Exercise aim: Reproduce every line of the records below without any change, leaving the pictures out of your answer.

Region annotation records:
################
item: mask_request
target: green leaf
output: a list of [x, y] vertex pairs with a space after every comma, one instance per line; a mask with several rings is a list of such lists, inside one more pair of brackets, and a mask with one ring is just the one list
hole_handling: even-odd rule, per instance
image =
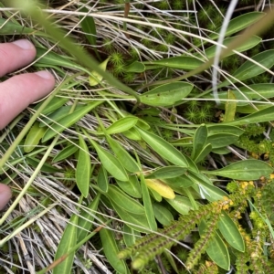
################
Result for this exercise:
item: mask_request
target: green leaf
output: a list of [x, y] vertex pairs with a space after every comma, one instance per line; a mask with several rings is a list of such lists, inside one more pair of brackets, and a mask with one ring is just the one list
hole_handling: even-odd rule, per instance
image =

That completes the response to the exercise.